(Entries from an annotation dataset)

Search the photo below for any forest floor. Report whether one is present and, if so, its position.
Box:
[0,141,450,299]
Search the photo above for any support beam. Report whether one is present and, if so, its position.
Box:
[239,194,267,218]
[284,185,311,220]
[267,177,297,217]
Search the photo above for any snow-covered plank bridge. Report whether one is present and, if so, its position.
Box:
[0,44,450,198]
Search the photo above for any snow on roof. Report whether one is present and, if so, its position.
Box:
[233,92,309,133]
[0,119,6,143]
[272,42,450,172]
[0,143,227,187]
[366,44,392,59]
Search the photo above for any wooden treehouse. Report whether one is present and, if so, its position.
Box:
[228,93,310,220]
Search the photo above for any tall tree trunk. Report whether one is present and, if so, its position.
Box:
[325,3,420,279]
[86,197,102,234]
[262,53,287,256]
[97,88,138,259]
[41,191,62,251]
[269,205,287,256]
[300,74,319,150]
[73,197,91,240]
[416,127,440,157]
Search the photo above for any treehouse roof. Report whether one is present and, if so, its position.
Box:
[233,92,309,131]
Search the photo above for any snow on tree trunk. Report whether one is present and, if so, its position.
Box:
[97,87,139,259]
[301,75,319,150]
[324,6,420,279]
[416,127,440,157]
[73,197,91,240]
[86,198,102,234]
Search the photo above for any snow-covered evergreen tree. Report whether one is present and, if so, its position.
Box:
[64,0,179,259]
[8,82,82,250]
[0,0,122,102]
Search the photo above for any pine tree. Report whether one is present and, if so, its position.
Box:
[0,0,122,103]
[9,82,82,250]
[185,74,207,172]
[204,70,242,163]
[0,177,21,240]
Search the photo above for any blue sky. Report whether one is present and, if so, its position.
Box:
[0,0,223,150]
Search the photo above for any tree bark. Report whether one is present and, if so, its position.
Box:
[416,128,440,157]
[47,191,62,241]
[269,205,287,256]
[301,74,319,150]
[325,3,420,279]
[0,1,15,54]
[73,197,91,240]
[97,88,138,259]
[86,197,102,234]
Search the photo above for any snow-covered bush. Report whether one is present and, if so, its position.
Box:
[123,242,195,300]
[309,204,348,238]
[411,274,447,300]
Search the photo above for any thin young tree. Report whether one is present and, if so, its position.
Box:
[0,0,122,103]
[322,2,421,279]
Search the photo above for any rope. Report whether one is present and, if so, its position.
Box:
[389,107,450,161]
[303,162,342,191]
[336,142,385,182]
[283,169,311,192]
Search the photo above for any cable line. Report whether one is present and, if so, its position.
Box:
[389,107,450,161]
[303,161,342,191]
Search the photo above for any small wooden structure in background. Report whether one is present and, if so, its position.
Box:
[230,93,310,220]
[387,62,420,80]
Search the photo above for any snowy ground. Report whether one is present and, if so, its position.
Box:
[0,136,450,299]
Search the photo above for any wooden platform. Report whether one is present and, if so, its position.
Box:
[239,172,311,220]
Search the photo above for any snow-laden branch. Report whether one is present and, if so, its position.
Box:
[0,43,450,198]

## WHAT YOU ARE ASKED TO DO:
Substitute "its location" for every occurrence of "its position" in the items above, and leave everything else unchanged.

## OUTPUT FOR THIS TASK:
Search the photo below for any forest floor. Report whether one is present and, if so, its location.
Box:
[0,141,450,299]
Search the photo above for any support beam. Report whether one is present and, if so, its location.
Box:
[239,194,267,218]
[284,185,311,220]
[267,177,297,217]
Search the photo above for any snow-covered plank bridge. Report whether one is present and, if so, its location.
Box:
[0,44,450,198]
Search the photo above for any snow on roof. Report whether one is present and, if so, its location.
Box:
[233,92,309,133]
[0,119,6,143]
[272,42,450,172]
[0,143,227,187]
[366,44,392,59]
Search the photo above for any wooden treehouse. Report whether one is present and, if so, its location.
Box:
[228,93,310,220]
Search the photo above for any tall tree trunk. Report whether one is present and, if so, its location.
Box:
[325,3,420,279]
[86,197,102,234]
[262,53,287,256]
[97,88,138,259]
[41,191,62,251]
[269,205,287,256]
[300,74,319,150]
[73,197,91,240]
[416,127,440,157]
Search the photo above for any treehouse roof. Report whether one is present and, if so, its location.
Box:
[233,92,309,131]
Search the photo above for any snow on tree trunk. Report whether one is present and, if so, its location.
Box:
[97,87,139,259]
[301,75,319,150]
[324,6,420,279]
[416,127,440,157]
[73,197,91,240]
[86,198,102,234]
Search the photo above for any snow-covered evergreen tree. Report whether one is present and, if so, its location.
Box:
[64,0,179,259]
[8,82,82,250]
[0,0,122,102]
Search the photo above for any pine tree. Report whether one is present and, if so, its location.
Box:
[0,0,122,103]
[9,82,82,250]
[185,74,207,172]
[204,70,242,163]
[0,177,21,240]
Search the photo above for any blue sky. Report whether one is present and, if so, its location.
Box:
[0,0,223,150]
Search the photo above for any tree bark. Report whether one is present and, if so, its location.
Box:
[416,128,440,157]
[47,191,62,241]
[269,205,287,256]
[301,74,319,150]
[325,3,420,279]
[0,1,15,54]
[73,197,91,240]
[97,88,138,259]
[86,197,102,234]
Search the photo above for any snow-covered bush. Report whether one is present and, if so, its location.
Box:
[123,242,195,300]
[309,204,348,238]
[411,274,447,300]
Search the photo above for any thin young tree. Report whether one is present and, if so, its location.
Box:
[0,0,122,103]
[322,2,421,279]
Search the photo above for any rope. Report whether one is present and, if so, its location.
Box:
[389,107,450,161]
[303,162,342,191]
[336,142,385,182]
[283,169,311,192]
Search the photo above for any cable line. Report whether one is present and, if so, its location.
Box:
[389,107,450,161]
[303,161,342,191]
Search the photo above for any small wooden structure in background. Report whether one is present and, if so, its location.
Box:
[230,93,310,220]
[387,62,420,80]
Search the photo above for any snowy ground. Report whether one is present and, if so, its location.
Box:
[0,136,450,299]
Search the photo above for any wooden platform. Report whether one is present and, if so, its location.
Box:
[239,172,311,220]
Search the photo above for any snow-laden branch. Report whether one is present and, if so, its location.
Box:
[0,43,450,198]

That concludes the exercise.